Exercise | The records below hold pictures; please leave those out and retype the rest exactly.

Records supplied |
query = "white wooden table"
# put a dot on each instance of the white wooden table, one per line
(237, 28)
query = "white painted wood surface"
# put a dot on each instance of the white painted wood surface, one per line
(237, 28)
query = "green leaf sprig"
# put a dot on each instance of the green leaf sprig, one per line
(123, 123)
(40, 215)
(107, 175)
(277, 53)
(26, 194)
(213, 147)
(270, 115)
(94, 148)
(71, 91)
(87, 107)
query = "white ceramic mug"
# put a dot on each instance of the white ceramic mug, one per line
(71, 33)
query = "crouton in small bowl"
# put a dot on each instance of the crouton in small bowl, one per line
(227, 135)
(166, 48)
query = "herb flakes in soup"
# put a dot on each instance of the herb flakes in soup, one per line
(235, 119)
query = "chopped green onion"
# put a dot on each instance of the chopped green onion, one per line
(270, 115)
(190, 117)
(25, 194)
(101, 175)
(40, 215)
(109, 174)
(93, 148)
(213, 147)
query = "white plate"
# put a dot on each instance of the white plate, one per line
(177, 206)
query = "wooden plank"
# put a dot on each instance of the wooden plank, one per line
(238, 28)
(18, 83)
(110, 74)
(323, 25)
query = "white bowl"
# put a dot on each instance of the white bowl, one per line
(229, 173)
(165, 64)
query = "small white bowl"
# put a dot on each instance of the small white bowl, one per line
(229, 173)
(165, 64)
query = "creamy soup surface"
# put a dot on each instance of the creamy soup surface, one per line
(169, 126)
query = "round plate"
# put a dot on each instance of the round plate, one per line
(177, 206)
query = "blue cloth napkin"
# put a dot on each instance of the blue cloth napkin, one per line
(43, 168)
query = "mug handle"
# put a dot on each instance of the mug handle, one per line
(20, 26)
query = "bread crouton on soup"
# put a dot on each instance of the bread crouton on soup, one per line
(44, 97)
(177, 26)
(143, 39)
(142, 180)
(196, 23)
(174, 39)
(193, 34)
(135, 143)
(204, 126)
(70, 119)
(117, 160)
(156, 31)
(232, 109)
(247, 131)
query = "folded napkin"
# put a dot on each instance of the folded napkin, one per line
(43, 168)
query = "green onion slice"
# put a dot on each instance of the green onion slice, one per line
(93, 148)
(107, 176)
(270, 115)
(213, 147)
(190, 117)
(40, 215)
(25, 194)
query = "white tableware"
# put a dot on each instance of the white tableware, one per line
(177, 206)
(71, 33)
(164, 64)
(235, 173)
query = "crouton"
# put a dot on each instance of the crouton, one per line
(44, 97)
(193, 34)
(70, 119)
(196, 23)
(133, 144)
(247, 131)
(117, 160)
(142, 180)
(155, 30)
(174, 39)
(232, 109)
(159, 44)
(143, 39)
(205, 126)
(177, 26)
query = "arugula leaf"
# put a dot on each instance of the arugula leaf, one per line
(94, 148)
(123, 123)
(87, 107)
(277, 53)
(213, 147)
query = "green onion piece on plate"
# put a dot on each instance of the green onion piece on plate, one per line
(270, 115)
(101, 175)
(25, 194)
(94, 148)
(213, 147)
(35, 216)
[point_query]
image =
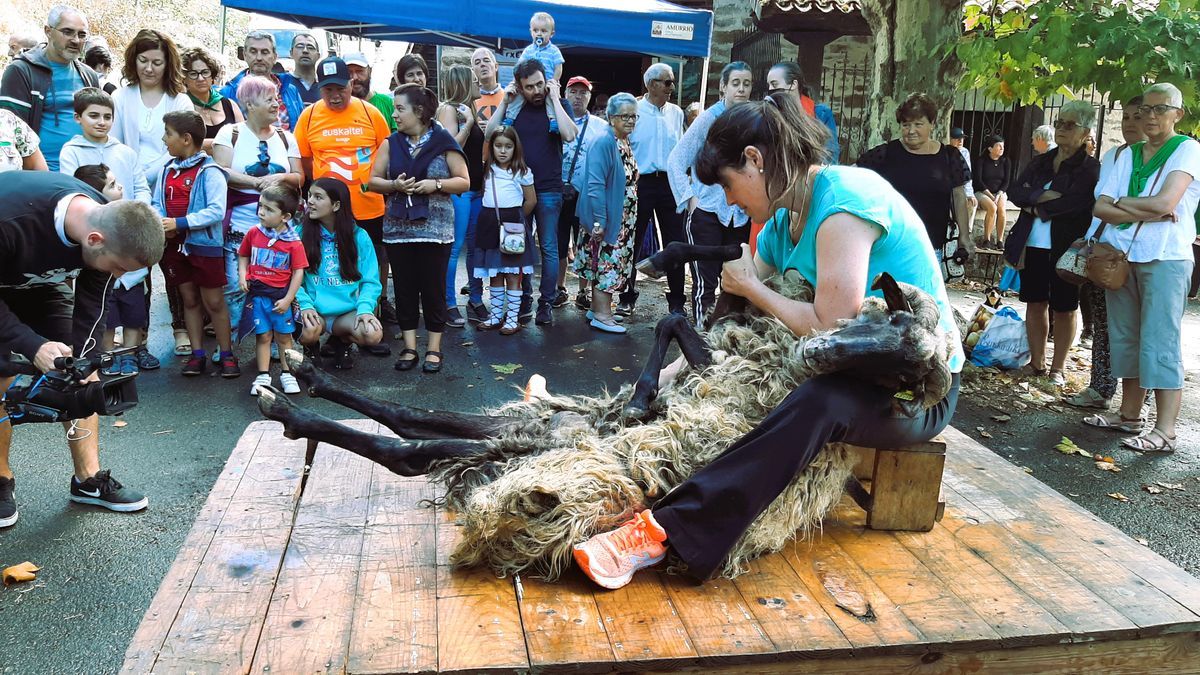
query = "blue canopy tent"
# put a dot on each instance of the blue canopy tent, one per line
(646, 27)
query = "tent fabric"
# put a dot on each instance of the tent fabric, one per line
(647, 27)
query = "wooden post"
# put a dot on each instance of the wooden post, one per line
(906, 485)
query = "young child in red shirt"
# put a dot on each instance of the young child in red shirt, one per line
(270, 270)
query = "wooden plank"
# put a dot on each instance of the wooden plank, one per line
(1170, 655)
(562, 625)
(307, 626)
(904, 490)
(1072, 603)
(940, 615)
(717, 617)
(642, 623)
(887, 628)
(789, 614)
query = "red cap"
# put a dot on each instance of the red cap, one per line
(580, 79)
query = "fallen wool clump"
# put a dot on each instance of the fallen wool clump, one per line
(576, 466)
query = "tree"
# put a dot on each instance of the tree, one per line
(1050, 47)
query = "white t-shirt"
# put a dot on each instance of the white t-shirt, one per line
(504, 190)
(1158, 240)
(246, 159)
(1039, 237)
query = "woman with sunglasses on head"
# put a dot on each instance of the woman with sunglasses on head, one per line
(201, 75)
(1055, 193)
(257, 154)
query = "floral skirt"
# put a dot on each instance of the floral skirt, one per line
(607, 266)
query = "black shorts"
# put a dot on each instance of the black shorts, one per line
(373, 227)
(1042, 284)
(47, 310)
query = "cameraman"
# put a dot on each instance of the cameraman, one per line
(53, 228)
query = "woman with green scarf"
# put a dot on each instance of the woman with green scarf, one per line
(201, 75)
(1149, 203)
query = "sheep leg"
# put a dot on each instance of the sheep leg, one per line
(405, 420)
(678, 254)
(694, 348)
(401, 457)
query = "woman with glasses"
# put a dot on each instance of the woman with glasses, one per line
(1149, 203)
(1056, 193)
(201, 75)
(154, 87)
(607, 210)
(256, 154)
(711, 219)
(928, 173)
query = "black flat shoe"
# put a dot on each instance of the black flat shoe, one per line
(407, 364)
(432, 366)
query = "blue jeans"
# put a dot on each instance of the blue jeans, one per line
(234, 294)
(546, 213)
(466, 213)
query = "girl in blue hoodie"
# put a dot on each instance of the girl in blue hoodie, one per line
(342, 286)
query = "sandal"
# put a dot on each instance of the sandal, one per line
(432, 366)
(1116, 423)
(183, 342)
(407, 364)
(1153, 441)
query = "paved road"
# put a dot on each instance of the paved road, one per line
(101, 569)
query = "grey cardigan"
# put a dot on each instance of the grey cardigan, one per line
(604, 191)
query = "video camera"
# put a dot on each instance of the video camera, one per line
(63, 395)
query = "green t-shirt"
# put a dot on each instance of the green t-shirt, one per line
(903, 249)
(384, 103)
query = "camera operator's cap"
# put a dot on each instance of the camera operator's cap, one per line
(579, 79)
(333, 70)
(357, 59)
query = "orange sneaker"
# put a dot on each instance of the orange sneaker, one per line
(611, 559)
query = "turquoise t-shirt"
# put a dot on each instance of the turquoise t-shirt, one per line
(903, 250)
(58, 113)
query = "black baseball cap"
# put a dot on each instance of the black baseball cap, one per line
(333, 70)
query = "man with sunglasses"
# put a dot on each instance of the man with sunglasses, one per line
(39, 85)
(659, 130)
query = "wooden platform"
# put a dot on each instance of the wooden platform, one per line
(349, 575)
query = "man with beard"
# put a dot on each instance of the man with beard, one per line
(261, 58)
(339, 137)
(544, 155)
(305, 53)
(360, 87)
(483, 63)
(39, 85)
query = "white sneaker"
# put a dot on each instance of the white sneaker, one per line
(263, 380)
(289, 383)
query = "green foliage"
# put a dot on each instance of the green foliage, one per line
(1062, 46)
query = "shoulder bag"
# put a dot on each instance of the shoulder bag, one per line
(511, 233)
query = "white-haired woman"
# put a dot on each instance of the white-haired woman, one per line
(1150, 203)
(610, 201)
(257, 154)
(1056, 195)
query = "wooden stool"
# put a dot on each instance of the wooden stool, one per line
(906, 485)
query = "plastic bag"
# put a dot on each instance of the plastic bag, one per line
(1003, 342)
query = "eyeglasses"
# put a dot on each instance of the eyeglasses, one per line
(72, 34)
(1159, 109)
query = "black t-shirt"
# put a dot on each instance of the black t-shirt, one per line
(34, 252)
(543, 149)
(927, 181)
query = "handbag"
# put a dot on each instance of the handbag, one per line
(511, 233)
(1107, 266)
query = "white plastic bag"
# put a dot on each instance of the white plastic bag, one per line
(1003, 344)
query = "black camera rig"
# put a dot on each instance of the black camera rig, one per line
(63, 394)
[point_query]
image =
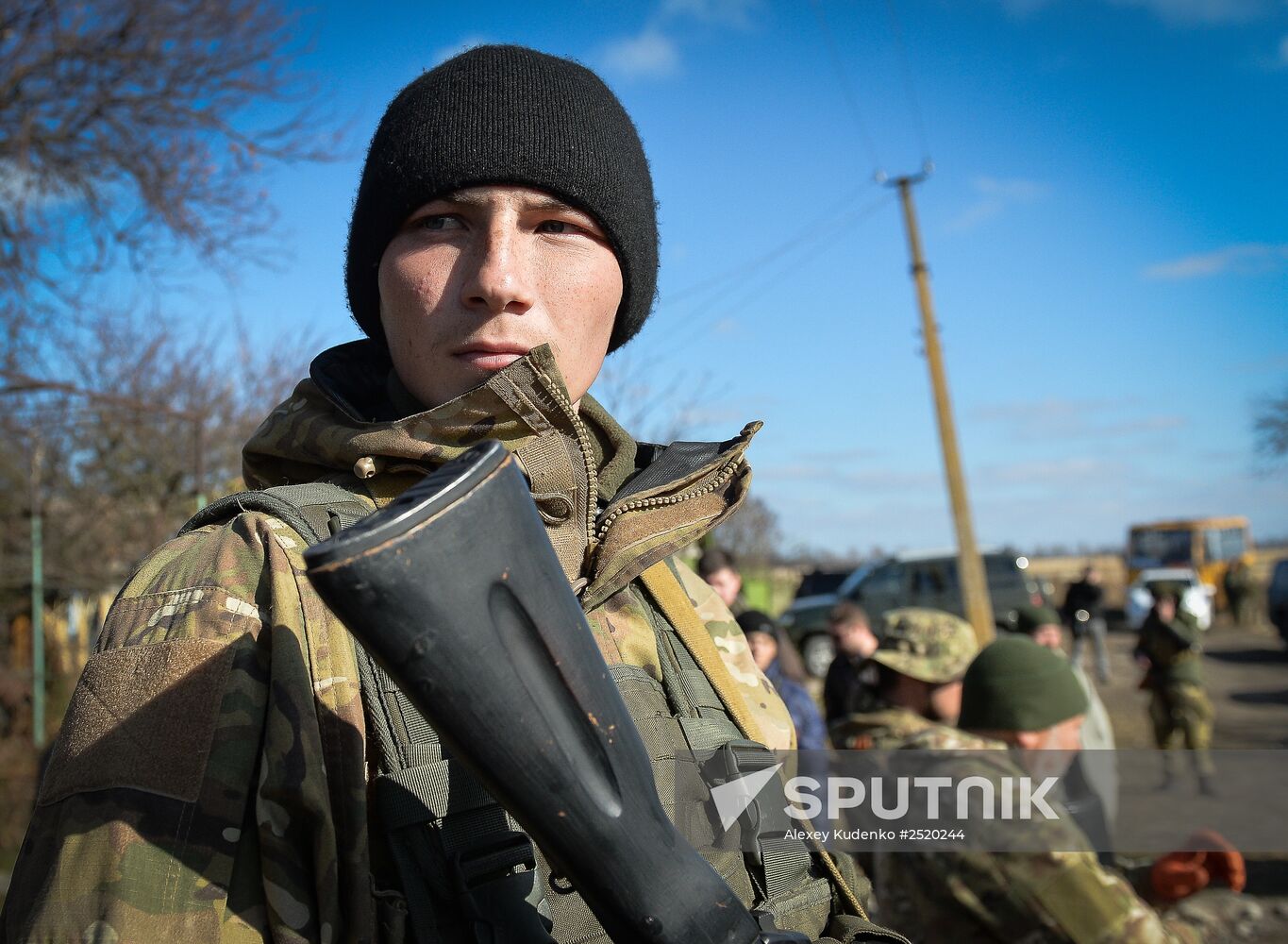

Exercise response |
query = "white wooden table"
# put a dot on each instance of the white wooden table, one per line
(237, 28)
query = "white painted wood surface"
# put a dot on each instance of the white painted wood surface, one per line
(237, 28)
query = "green leaf sprig"
# put a dot on each instance of the green leaf sprig, one per line
(123, 123)
(40, 215)
(107, 175)
(277, 53)
(26, 194)
(213, 147)
(270, 115)
(94, 148)
(71, 91)
(87, 107)
query = "white ceramic mug"
# put a dot on each instance of the white ceramic mug, one per line
(71, 33)
query = "crouton in small bowl"
# put a dot on each instance of the crouton in small bowl, one per line
(227, 135)
(166, 48)
query = "herb flakes in soup"
# put a dot on each instance of the herb flakes in soup, one per line
(235, 119)
query = "chopped green onion"
# put a dot on each instance of the chopped green onion, one per line
(270, 115)
(190, 117)
(25, 194)
(101, 175)
(40, 215)
(109, 174)
(93, 148)
(213, 147)
query = "white plate"
# put a dot on each instance of the white plate, one per line
(177, 206)
query = "wooden plank"
# put a dot on each instance of the wooden plank, one per line
(238, 28)
(18, 83)
(110, 74)
(323, 25)
query = "white bowl"
# put a dot on each instance of the white bowl, one per line
(229, 173)
(165, 64)
query = "small white bowl"
# put a dot on each instance of the small white bowl, one per line
(229, 173)
(165, 64)
query = "creamy soup surface"
# put a dot on each instance of the creamy soup surface, one per line
(169, 126)
query = "round plate"
# put a dot on each instance of the round plate, one per line
(177, 206)
query = "blue cloth napkin"
# put a dot on each instance of the blue cloth napkin, one per line
(43, 168)
query = "mug handle"
# put a dot on each instance of the mug handle, one per line
(20, 26)
query = "bread crouton on soup"
# put a dot on each instance of the bread crouton on soup, one per line
(44, 97)
(177, 26)
(143, 39)
(142, 180)
(196, 23)
(174, 39)
(193, 34)
(135, 143)
(204, 126)
(70, 119)
(117, 160)
(156, 31)
(232, 109)
(247, 131)
query = "folded napkin"
# put a dot on each instance of the folded napkin, one per line
(43, 168)
query = "green onion slice"
# put a dot on each instance of the green onion slice, one per line
(93, 148)
(107, 176)
(270, 115)
(213, 147)
(190, 117)
(40, 215)
(25, 194)
query = "white tableware"
# put a dot on each instance of the white tableware, one per line
(177, 206)
(71, 33)
(164, 64)
(235, 173)
query = "crouton"
# put a dot on each instance of the crouton, one per line
(44, 97)
(193, 34)
(70, 119)
(196, 23)
(133, 144)
(247, 131)
(117, 160)
(142, 180)
(155, 30)
(174, 39)
(232, 109)
(159, 44)
(143, 39)
(205, 126)
(177, 26)
query = "arugula leaf"
# put a dot on each instance of the arugula leaf, one per line
(94, 148)
(123, 123)
(87, 107)
(277, 53)
(213, 147)
query = "green onion piece on plate"
# put a dot on each instance of the green onion piece on plate, one per line
(270, 115)
(101, 175)
(25, 194)
(94, 148)
(213, 147)
(35, 216)
[point_query]
image =
query = "blue canopy tent"
# put a dot on each instance of the blue canopy tent, one per line
(646, 27)
query = "tent fabric"
# put a dot on each instance of the tent fabric, one per line
(647, 27)
query = "wooden post"
# put a dot on each instance of the wooden post, one per line
(906, 485)
query = "young child in red shirt"
# put a dot on each instance of the young child in red shirt, one per line
(270, 270)
query = "wooden plank"
# put a dot on each instance of the wooden plank, one per line
(1170, 655)
(562, 625)
(307, 626)
(904, 490)
(1072, 603)
(940, 615)
(717, 617)
(642, 623)
(887, 628)
(789, 614)
query = "red cap"
# put a dot on each instance of the red cap, one per line
(580, 79)
query = "fallen wool clump"
# put a dot on each instance of the fallen wool clump, one per line
(576, 466)
query = "tree"
# put a dot on each instance of the tree, one per line
(1050, 47)
query = "white t-shirt"
# put a dot on each instance of the white t-shirt, one per line
(504, 190)
(1158, 240)
(246, 159)
(1039, 237)
query = "woman with sunglasses on head"
# put a dot on each instance of the woman with sunglasses on head, one per line
(201, 75)
(1055, 193)
(257, 154)
query = "floral skirt"
# put a dot on each instance of the floral skirt, one per line
(607, 266)
query = "black shorts"
# put a dot on each instance of the black shorts, one per line
(373, 227)
(1042, 284)
(47, 310)
query = "cameraman"
# put a dot on each instance of the cameraman, one per line
(53, 228)
query = "woman with green scarf"
# put a dot on each instance of the woman with green scarf, one per line
(201, 75)
(1149, 203)
query = "sheep leg"
# put a dot on each instance of the sheep leg, one per line
(405, 420)
(678, 254)
(694, 348)
(401, 457)
query = "woman with glasses"
# put a dot on each instance of the woman with glasses, one per line
(1149, 203)
(1056, 193)
(201, 75)
(154, 87)
(607, 210)
(256, 154)
(711, 219)
(928, 173)
query = "black flat shoe"
# put a dot on each instance of the black flat shoe, one per line
(407, 364)
(432, 366)
query = "blue jeans"
# put a dot on each instance of the blue jeans, one per line
(234, 294)
(546, 213)
(466, 213)
query = "girl in blue hoodie"
# put a dot on each instance of the girl in blue hoodie, one per line
(342, 286)
query = "sandal"
# put a dot on each instance of the sandal, one per line
(432, 366)
(1116, 423)
(183, 342)
(407, 364)
(1153, 441)
query = "paved road"
# put a dot on each instance of the paved road, one per line
(101, 569)
query = "grey cardigan"
# put a dot on each instance of the grey cardigan, one per line
(604, 191)
query = "video camera"
# put a dot on each instance of the video camera, one per line
(63, 395)
query = "green t-shirt"
# put a dot on each instance of the green t-shirt, one per line
(903, 249)
(384, 103)
query = "camera operator's cap"
# put a dot on each instance of the camera operator's cap, one per line
(579, 79)
(333, 70)
(357, 59)
query = "orange sneaker"
# put a dot on each instance of the orange sneaker, one per line
(611, 559)
query = "turquoise t-shirt"
# put a dot on each instance of the turquoise t-shirt, one per line
(903, 250)
(58, 113)
query = "black baseball cap"
# put a dot on each instance of the black baseball cap, one per line
(333, 70)
query = "man with sunglasses"
# put a dot on each instance of the man with sunglasses, one per line
(39, 85)
(659, 130)
query = "wooden platform"
# put a dot on each instance of the wooden platform, one per line
(349, 575)
query = "man with beard"
# put a dot on each instance of the man with beard, one per line
(261, 58)
(339, 137)
(544, 155)
(305, 53)
(360, 87)
(483, 63)
(39, 85)
query = "white sneaker"
# put a dot on each instance of the white sneaker, one per line
(263, 380)
(289, 383)
query = "green foliage"
# put a dot on each instance of the green foliage, one per line
(1062, 46)
query = "shoulder bag"
# put a dot on each instance of the shoulder bag, one per line
(511, 233)
query = "white-haired woman"
# put a dot on each instance of the white-haired woman, one per line
(1150, 203)
(610, 201)
(257, 154)
(1056, 195)
query = "wooden stool"
# put a dot on each instance of the wooden stool, one per line
(906, 485)
query = "plastic bag"
# put a dot on each instance of the plastic bag, one per line
(1003, 342)
query = "eyeglasses"
# put a dot on each instance of the eyeglasses, one per line
(72, 34)
(1159, 109)
query = "black t-shirt"
# put a dot on each instance of the black t-shirt, one per line
(34, 252)
(543, 149)
(927, 181)
query = "handbag"
# put a dot on each instance of the handbag, one per line
(511, 233)
(1107, 266)
query = "white plastic bag"
# put a dot on each instance of the white plastic bag, one per line
(1003, 344)
query = "black camera rig"
# put a dot on each instance of the black camera rig, one per line
(63, 394)
[point_query]
image =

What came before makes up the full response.